| What is expected |
Copy the data starting at the line containing "locate the olive t-shirt in the photo above." and ending at the last line, swapping "shrub" for "bush" and keeping everything else unchanged. Leave the pictures out.

| Excerpted data |
· · ·
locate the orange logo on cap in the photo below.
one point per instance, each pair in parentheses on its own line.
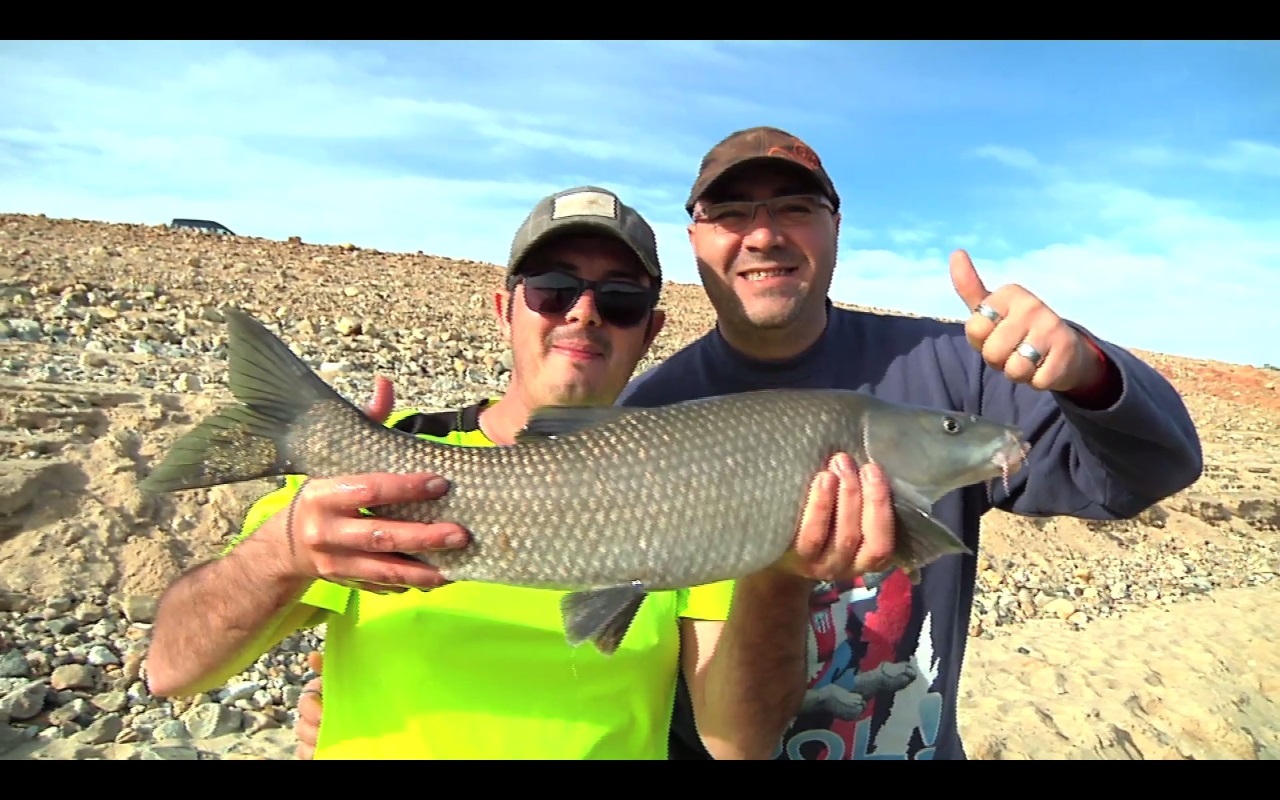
(799,151)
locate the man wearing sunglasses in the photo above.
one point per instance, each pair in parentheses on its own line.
(474,670)
(1110,437)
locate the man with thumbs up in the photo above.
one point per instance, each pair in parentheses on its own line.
(873,666)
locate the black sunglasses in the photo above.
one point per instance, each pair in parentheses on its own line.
(620,302)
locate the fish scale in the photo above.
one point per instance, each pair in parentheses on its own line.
(607,503)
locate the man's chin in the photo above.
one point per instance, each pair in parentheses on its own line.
(772,311)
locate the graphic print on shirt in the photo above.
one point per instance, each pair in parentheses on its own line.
(864,699)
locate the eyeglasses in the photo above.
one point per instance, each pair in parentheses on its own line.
(790,211)
(620,302)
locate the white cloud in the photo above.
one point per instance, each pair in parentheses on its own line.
(1156,272)
(444,146)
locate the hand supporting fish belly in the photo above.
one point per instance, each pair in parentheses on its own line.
(609,503)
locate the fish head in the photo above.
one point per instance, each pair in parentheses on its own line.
(938,451)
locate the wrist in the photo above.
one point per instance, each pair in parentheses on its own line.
(266,553)
(775,585)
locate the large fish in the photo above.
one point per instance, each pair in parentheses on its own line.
(602,503)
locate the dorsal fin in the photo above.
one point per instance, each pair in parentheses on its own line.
(549,421)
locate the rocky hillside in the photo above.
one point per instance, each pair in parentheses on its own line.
(112,343)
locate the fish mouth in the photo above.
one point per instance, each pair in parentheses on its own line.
(767,273)
(1011,456)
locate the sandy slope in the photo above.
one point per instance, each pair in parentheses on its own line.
(1142,639)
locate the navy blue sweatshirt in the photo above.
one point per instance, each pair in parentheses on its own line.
(883,656)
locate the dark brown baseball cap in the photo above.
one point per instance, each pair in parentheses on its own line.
(760,144)
(585,209)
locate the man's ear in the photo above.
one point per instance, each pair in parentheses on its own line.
(656,321)
(502,300)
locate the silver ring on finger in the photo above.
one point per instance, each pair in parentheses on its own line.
(987,311)
(1028,351)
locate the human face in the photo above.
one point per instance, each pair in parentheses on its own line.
(576,357)
(767,274)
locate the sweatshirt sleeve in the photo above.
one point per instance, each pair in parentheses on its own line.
(1104,464)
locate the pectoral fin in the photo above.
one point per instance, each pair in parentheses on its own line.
(602,616)
(922,539)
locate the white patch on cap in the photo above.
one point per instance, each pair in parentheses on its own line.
(585,204)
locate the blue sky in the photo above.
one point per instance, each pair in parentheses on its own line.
(1133,186)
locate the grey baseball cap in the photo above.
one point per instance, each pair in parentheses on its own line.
(585,209)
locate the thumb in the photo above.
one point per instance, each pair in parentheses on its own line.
(965,280)
(384,397)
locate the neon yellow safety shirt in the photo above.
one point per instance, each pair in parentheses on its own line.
(481,671)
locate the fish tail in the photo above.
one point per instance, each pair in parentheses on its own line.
(250,440)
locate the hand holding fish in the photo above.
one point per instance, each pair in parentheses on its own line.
(330,539)
(848,525)
(1022,337)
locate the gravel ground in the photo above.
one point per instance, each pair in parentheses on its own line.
(112,342)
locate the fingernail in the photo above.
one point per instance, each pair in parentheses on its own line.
(437,484)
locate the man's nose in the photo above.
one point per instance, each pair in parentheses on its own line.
(584,310)
(763,232)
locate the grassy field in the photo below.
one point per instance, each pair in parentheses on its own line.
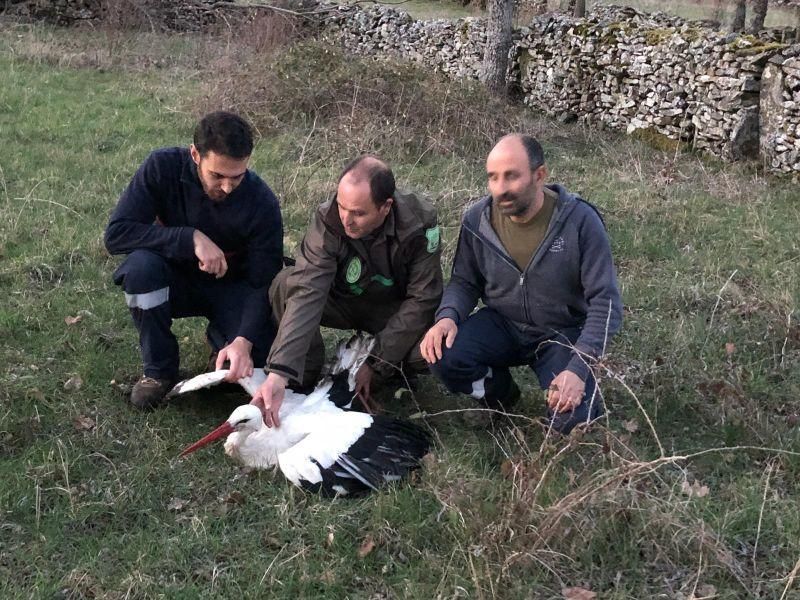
(688,489)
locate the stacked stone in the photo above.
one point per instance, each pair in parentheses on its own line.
(633,71)
(451,47)
(780,112)
(60,12)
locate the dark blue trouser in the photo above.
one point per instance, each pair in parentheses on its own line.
(487,340)
(157,291)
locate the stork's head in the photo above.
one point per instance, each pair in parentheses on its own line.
(246,419)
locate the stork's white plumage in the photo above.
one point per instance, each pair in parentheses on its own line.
(319,446)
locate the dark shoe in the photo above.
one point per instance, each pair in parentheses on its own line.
(502,392)
(150,392)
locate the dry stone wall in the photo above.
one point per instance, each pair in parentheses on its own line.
(620,68)
(633,71)
(780,111)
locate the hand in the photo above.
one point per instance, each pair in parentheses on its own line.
(431,345)
(238,353)
(210,258)
(566,392)
(269,397)
(363,381)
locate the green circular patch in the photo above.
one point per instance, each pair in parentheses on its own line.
(353,272)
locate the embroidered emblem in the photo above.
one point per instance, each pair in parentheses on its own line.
(557,245)
(353,272)
(433,239)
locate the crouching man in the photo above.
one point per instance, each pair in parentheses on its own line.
(540,260)
(204,237)
(370,261)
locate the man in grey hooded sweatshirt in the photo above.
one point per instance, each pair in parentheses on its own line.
(539,258)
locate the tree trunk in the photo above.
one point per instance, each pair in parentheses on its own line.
(759,14)
(740,11)
(498,43)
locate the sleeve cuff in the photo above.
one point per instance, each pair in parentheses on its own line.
(447,313)
(579,366)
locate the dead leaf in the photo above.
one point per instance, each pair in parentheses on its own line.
(73,384)
(367,546)
(631,426)
(83,423)
(177,504)
(578,594)
(234,498)
(705,591)
(695,490)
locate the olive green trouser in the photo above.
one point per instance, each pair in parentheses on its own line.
(360,313)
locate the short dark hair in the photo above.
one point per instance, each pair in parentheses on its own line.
(224,133)
(377,172)
(534,151)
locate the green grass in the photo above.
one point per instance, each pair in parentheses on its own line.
(94,503)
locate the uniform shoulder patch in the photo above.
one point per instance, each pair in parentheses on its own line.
(353,272)
(433,236)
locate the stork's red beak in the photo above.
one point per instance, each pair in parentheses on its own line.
(221,431)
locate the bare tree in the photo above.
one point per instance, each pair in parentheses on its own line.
(739,14)
(759,14)
(498,44)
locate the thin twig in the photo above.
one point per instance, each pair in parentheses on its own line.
(761,517)
(714,312)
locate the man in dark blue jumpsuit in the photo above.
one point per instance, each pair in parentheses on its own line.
(204,237)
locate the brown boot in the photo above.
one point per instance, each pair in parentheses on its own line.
(149,392)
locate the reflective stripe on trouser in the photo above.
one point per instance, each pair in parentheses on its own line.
(147,300)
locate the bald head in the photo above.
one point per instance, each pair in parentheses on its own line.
(516,173)
(373,172)
(516,141)
(364,196)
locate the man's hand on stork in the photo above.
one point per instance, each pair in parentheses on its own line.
(269,397)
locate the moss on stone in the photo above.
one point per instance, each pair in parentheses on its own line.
(610,32)
(758,46)
(657,140)
(656,37)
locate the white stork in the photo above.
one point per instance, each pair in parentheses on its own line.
(319,446)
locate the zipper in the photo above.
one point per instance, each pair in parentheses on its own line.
(511,264)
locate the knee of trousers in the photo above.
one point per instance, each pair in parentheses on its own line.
(452,372)
(142,272)
(278,292)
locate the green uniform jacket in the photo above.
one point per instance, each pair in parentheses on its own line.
(400,268)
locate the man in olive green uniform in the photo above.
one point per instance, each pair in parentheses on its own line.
(371,260)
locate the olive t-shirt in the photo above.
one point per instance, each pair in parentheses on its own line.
(522,239)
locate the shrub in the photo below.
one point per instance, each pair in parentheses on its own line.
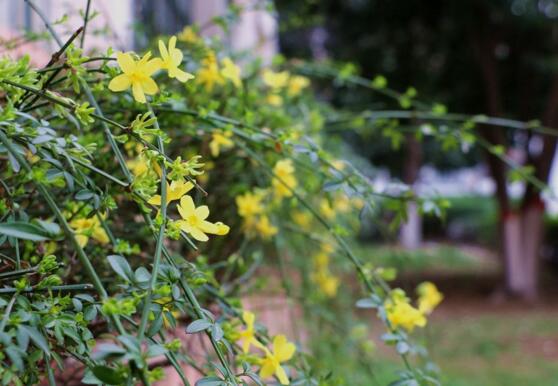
· · ·
| Correct response |
locate the olive t-shirt in the photo above.
one point per instance, each pair in parentheses on its own line.
(522,239)
locate the bush in the photo below.
one point per instance, each pair in parentheses on its own line.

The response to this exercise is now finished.